%%

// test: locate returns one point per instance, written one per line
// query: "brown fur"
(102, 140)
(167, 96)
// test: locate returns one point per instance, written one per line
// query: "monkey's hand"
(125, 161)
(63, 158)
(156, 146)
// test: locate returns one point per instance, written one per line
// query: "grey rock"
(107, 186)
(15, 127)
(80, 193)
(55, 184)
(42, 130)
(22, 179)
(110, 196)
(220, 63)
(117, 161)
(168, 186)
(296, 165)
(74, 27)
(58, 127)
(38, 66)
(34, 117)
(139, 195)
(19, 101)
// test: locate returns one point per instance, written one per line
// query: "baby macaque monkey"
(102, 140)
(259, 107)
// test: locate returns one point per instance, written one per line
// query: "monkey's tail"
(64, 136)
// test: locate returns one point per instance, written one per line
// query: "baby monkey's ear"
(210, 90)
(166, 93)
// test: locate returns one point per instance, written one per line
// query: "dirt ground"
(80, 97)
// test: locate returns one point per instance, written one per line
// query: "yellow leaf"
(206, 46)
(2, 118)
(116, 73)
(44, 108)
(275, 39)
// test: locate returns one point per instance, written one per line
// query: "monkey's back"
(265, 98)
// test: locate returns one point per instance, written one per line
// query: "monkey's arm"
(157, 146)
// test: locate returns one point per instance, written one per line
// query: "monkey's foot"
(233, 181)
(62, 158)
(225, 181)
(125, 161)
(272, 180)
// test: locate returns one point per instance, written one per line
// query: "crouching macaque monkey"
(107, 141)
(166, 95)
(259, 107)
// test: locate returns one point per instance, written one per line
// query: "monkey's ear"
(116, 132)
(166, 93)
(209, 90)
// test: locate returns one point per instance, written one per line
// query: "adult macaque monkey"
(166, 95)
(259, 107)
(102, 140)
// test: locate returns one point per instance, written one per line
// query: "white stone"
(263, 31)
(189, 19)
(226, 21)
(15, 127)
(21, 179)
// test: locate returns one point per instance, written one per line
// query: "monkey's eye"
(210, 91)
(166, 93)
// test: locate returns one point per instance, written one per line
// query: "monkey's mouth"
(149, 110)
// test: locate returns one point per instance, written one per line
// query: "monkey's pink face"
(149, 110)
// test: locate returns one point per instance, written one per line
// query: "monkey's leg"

%%

What is expected |
Print the whole listing exactly as it is.

Result of the task |
// test: locate returns one point per instance, written one per line
// query: "brown fur"
(102, 140)
(167, 96)
// test: locate returns one point per instance, written one per line
// query: "monkey's hand"
(125, 161)
(63, 158)
(156, 146)
// test: locate returns one point per instance, written one per line
// query: "grey rock"
(107, 186)
(15, 127)
(80, 193)
(55, 184)
(42, 130)
(22, 179)
(110, 196)
(220, 63)
(117, 161)
(168, 186)
(296, 165)
(74, 27)
(58, 127)
(38, 66)
(34, 117)
(139, 195)
(19, 101)
// test: locate returns one point per instance, written one per line
// query: "baby macaque monkey"
(102, 140)
(259, 107)
// test: locate returns one point per instance, written one per line
// query: "monkey's tail"
(64, 136)
// test: locate returns one point per instance, written one per line
// query: "baby monkey's ear"
(210, 90)
(166, 93)
// test: locate returns one point per instance, written one per line
// query: "dirt ground"
(80, 97)
// test: locate returns one point per instance, written one per line
// query: "yellow leaf"
(206, 46)
(2, 118)
(116, 73)
(44, 108)
(275, 39)
// test: locate returns one point per instance, written one per line
// query: "monkey's back"
(265, 98)
// test: locate returns one point per instance, written one per line
// query: "monkey's arm"
(157, 146)
// test: locate returns one point per instance, written one per line
// query: "monkey's foot"
(233, 181)
(62, 158)
(225, 181)
(125, 161)
(272, 180)
// test: locate returns one point per instance, written one per line
// query: "crouching macaque monkey"
(107, 141)
(166, 95)
(259, 107)
// test: locate returns one point per instance, written one per line
// query: "monkey's ear"
(116, 132)
(166, 93)
(209, 90)
// test: locate returns one point per instance, written one per line
// query: "adult macaque monkey"
(166, 95)
(259, 107)
(102, 140)
// test: locate returns one point per instance, written one per line
// query: "white stone"
(263, 31)
(189, 19)
(226, 21)
(15, 127)
(21, 179)
// test: locate returns one point per instance, written one per line
// query: "monkey's eye"
(210, 91)
(166, 93)
// test: locate returns one point per instance, written one per line
// query: "monkey's mouth"
(149, 110)
// test: locate returns one point per instance, written one per line
// query: "monkey's pink face"
(149, 110)
// test: locate returns one point per instance, written one per line
// query: "monkey's leg"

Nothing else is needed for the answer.